Required task: Collect each line of the rows below that contains the string "coordinate", and reproduce every such line in full. Matching is case-sensitive.

Image location labeling entries:
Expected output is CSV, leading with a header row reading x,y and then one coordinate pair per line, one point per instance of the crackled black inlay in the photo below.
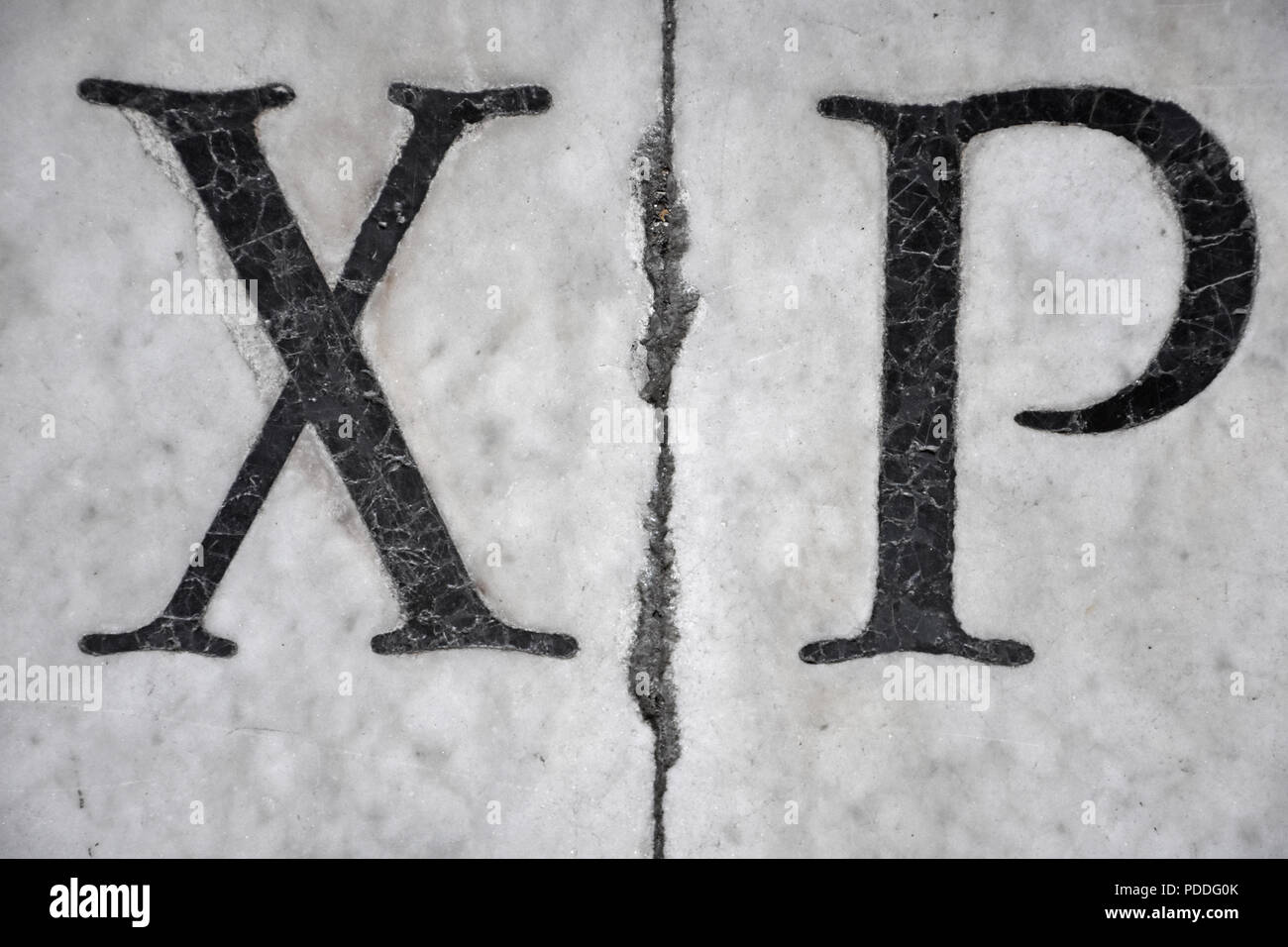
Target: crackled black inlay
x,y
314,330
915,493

---

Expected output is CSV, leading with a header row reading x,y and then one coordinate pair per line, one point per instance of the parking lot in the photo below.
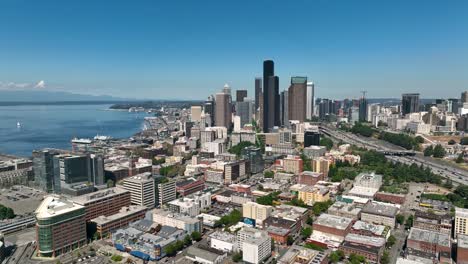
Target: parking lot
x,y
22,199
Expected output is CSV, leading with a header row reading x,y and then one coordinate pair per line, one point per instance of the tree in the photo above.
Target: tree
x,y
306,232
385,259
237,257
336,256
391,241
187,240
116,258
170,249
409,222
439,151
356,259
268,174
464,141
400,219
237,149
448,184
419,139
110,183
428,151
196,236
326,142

Answer for the task:
Expected output is CSV, leading with a header row reading x,y and then one coordinate pair per line, one point per instance of the crackled black inlay in the photo below.
Expected output is CSV, leading with a header row reading x,y and then one coordinate pair per line, one point per instance of the parking lot in the photo below.
Expected output is CSV, leading with a header row reading x,y and then one coordinate pair per line, one point per instance of the tree in the photo above.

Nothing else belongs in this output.